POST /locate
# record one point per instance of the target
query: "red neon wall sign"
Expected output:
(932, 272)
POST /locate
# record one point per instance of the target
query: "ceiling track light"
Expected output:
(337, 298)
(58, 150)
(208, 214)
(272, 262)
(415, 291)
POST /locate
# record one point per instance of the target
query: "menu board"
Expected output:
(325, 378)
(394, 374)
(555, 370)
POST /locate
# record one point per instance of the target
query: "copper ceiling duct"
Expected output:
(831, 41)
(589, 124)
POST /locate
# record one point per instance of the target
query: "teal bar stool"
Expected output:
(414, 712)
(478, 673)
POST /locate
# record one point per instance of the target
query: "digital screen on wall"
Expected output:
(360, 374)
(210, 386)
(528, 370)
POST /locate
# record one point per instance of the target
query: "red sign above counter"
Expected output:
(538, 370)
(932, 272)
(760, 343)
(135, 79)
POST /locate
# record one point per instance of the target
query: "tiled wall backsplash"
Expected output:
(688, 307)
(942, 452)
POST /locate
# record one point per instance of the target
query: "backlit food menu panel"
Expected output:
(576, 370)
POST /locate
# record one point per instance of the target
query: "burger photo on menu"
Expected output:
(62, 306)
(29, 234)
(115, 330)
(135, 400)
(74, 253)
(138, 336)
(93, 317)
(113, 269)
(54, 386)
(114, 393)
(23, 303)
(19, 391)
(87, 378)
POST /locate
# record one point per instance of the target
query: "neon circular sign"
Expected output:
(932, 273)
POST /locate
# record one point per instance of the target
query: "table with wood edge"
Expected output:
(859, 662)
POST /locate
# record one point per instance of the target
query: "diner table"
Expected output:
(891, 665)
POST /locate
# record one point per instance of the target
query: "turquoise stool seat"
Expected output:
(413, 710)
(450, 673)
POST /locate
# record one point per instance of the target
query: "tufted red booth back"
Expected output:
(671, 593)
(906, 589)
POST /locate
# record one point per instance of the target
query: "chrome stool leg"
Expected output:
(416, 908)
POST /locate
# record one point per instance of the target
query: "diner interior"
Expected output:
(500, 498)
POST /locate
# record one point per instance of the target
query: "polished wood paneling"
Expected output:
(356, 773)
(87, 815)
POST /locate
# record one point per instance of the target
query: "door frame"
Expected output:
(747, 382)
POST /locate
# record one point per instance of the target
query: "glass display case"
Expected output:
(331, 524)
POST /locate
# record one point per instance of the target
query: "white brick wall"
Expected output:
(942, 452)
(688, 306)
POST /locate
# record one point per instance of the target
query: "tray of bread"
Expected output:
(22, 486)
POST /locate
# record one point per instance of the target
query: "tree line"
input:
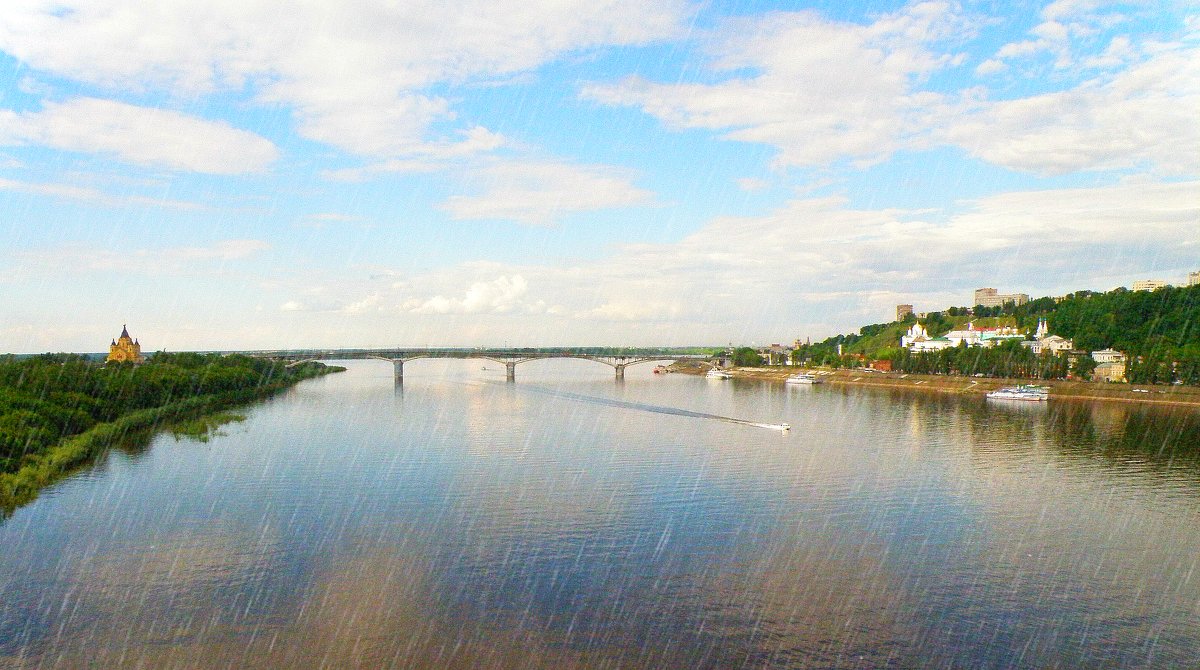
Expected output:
(46, 399)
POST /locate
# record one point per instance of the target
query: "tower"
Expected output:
(125, 350)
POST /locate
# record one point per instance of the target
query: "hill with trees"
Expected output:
(59, 410)
(1158, 330)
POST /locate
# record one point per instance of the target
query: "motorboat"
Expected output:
(803, 378)
(1024, 392)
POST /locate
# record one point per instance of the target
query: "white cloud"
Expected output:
(1144, 117)
(88, 193)
(354, 72)
(990, 66)
(540, 193)
(819, 90)
(1067, 27)
(499, 295)
(139, 135)
(750, 271)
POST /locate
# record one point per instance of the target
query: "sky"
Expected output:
(241, 174)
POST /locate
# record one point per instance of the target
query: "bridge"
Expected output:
(618, 359)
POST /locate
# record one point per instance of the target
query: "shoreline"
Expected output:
(1133, 394)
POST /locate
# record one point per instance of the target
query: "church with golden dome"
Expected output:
(125, 350)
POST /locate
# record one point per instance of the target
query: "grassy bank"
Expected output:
(185, 417)
(1155, 394)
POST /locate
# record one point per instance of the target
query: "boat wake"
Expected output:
(655, 408)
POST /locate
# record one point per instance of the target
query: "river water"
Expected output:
(569, 521)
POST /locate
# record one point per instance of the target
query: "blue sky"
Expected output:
(603, 172)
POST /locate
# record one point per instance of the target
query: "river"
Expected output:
(570, 521)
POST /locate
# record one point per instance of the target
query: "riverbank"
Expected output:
(71, 453)
(1140, 394)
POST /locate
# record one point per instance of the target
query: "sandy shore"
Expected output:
(1145, 394)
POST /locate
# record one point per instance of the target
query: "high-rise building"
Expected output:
(1149, 285)
(991, 298)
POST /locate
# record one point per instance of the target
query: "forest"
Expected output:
(51, 398)
(1158, 330)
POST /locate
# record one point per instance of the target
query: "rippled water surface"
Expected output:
(570, 521)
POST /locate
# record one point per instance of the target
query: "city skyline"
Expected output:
(579, 173)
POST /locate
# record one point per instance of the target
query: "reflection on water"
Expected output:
(465, 522)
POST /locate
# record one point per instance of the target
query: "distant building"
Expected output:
(1109, 372)
(991, 298)
(1108, 356)
(918, 340)
(125, 350)
(1045, 342)
(1149, 285)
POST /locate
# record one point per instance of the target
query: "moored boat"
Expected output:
(803, 378)
(1024, 392)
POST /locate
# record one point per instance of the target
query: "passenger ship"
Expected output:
(803, 378)
(1023, 392)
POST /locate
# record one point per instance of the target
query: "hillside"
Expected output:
(1159, 330)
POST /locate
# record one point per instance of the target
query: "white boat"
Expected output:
(1024, 392)
(803, 378)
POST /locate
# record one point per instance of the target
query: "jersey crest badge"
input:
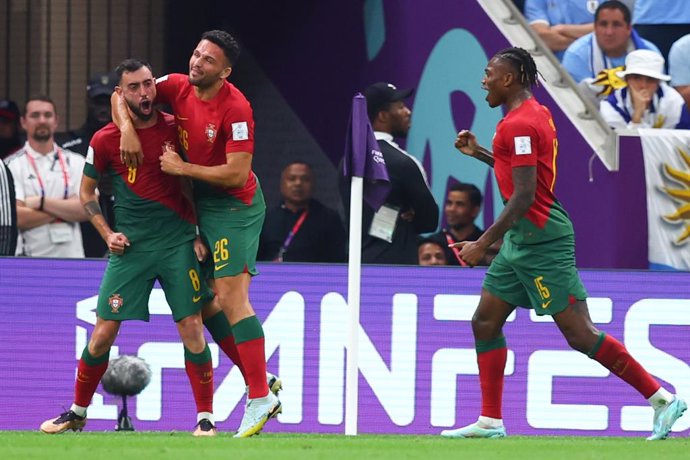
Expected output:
(115, 302)
(211, 132)
(523, 145)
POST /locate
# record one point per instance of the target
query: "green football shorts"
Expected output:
(129, 279)
(231, 230)
(540, 276)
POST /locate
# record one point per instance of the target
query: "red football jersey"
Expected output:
(149, 205)
(208, 130)
(526, 136)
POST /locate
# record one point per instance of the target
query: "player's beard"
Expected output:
(137, 111)
(42, 134)
(204, 81)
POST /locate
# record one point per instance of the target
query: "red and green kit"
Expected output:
(535, 267)
(230, 219)
(151, 210)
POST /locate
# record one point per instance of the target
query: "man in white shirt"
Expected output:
(46, 180)
(647, 101)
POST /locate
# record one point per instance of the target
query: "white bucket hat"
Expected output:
(644, 62)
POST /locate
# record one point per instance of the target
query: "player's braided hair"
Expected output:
(521, 61)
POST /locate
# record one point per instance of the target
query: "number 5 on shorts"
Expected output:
(543, 290)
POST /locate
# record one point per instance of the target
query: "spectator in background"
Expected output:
(662, 21)
(463, 204)
(301, 229)
(10, 140)
(605, 48)
(389, 236)
(647, 101)
(8, 213)
(679, 67)
(46, 180)
(431, 253)
(560, 23)
(98, 91)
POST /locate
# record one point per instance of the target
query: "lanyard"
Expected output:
(63, 167)
(291, 235)
(456, 251)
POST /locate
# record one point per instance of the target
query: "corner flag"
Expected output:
(363, 162)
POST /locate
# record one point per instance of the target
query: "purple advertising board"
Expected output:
(418, 372)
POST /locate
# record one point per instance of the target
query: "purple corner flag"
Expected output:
(363, 157)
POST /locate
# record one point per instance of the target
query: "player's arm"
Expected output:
(467, 143)
(525, 187)
(525, 183)
(68, 210)
(30, 216)
(234, 173)
(89, 200)
(131, 152)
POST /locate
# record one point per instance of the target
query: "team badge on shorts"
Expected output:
(115, 302)
(211, 132)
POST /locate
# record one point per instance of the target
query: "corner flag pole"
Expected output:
(354, 278)
(363, 162)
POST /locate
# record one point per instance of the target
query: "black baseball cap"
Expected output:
(380, 94)
(101, 84)
(9, 110)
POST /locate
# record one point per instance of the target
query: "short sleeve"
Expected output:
(76, 170)
(239, 126)
(575, 63)
(523, 142)
(679, 62)
(536, 11)
(16, 170)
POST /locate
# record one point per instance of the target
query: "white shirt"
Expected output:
(667, 111)
(61, 239)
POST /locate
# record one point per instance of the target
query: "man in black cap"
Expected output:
(10, 140)
(98, 91)
(389, 236)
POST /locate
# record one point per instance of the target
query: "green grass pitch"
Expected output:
(178, 445)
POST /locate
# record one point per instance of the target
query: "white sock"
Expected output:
(205, 415)
(80, 411)
(488, 422)
(660, 398)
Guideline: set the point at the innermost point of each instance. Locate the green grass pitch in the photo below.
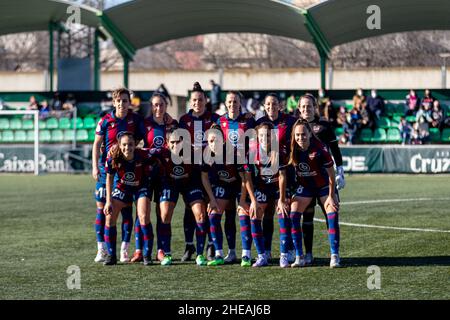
(46, 225)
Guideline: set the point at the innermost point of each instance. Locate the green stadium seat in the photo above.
(44, 136)
(27, 124)
(69, 135)
(57, 136)
(379, 135)
(8, 136)
(89, 123)
(445, 135)
(15, 124)
(365, 135)
(82, 135)
(394, 124)
(435, 135)
(91, 135)
(411, 119)
(4, 124)
(20, 136)
(78, 123)
(339, 131)
(42, 124)
(65, 123)
(393, 135)
(52, 123)
(30, 136)
(383, 123)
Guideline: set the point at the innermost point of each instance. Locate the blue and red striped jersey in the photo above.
(311, 172)
(109, 127)
(155, 136)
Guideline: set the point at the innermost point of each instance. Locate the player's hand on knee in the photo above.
(340, 180)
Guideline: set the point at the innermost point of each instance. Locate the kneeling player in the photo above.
(126, 169)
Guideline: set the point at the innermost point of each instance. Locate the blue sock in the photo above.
(201, 237)
(284, 223)
(216, 230)
(138, 235)
(165, 233)
(267, 227)
(333, 232)
(127, 223)
(230, 228)
(257, 235)
(246, 232)
(111, 239)
(147, 230)
(189, 225)
(296, 232)
(100, 225)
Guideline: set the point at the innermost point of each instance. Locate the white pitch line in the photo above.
(393, 200)
(385, 227)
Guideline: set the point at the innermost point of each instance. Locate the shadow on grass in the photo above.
(388, 261)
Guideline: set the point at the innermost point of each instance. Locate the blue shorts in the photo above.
(171, 192)
(227, 192)
(267, 192)
(129, 197)
(305, 192)
(100, 186)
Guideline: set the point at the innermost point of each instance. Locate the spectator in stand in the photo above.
(428, 99)
(366, 116)
(352, 125)
(437, 115)
(359, 97)
(291, 104)
(163, 90)
(375, 104)
(326, 107)
(215, 95)
(405, 131)
(45, 110)
(34, 104)
(412, 103)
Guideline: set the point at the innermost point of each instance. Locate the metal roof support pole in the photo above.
(50, 55)
(321, 42)
(96, 61)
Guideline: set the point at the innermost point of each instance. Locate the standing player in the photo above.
(282, 123)
(175, 179)
(312, 167)
(118, 120)
(197, 121)
(126, 169)
(322, 129)
(156, 126)
(233, 125)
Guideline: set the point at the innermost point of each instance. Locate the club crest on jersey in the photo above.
(304, 167)
(233, 136)
(129, 176)
(178, 170)
(158, 141)
(223, 174)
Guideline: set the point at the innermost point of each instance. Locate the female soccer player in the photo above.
(118, 120)
(268, 183)
(156, 126)
(224, 182)
(175, 179)
(197, 121)
(233, 125)
(282, 123)
(127, 168)
(314, 176)
(308, 110)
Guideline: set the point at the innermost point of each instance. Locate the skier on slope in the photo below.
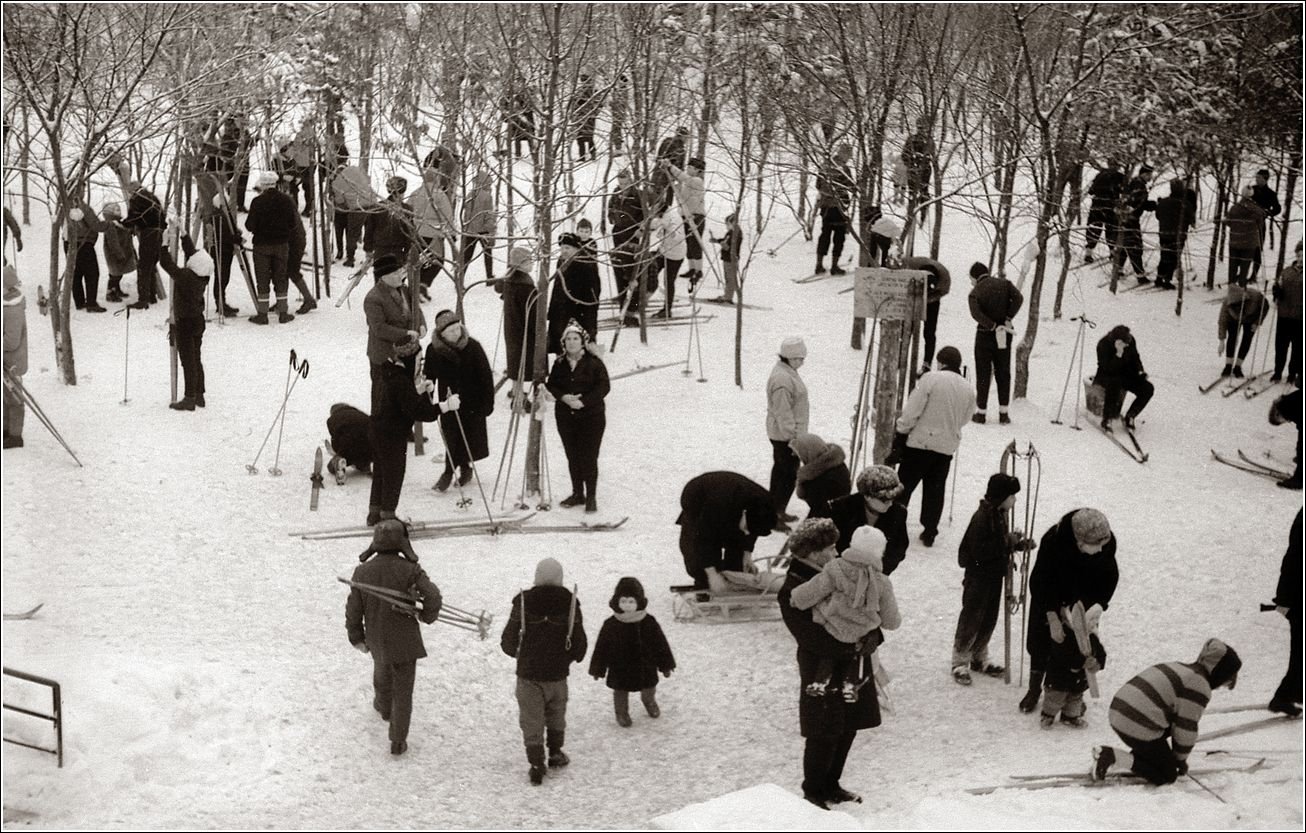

########################################

▸ EXERCISE: Copy each line of the data above that holds "wood".

▸ RESPONSE FOR THIS EXERCISE:
query: "table with wood edge"
query: "polished wood paneling"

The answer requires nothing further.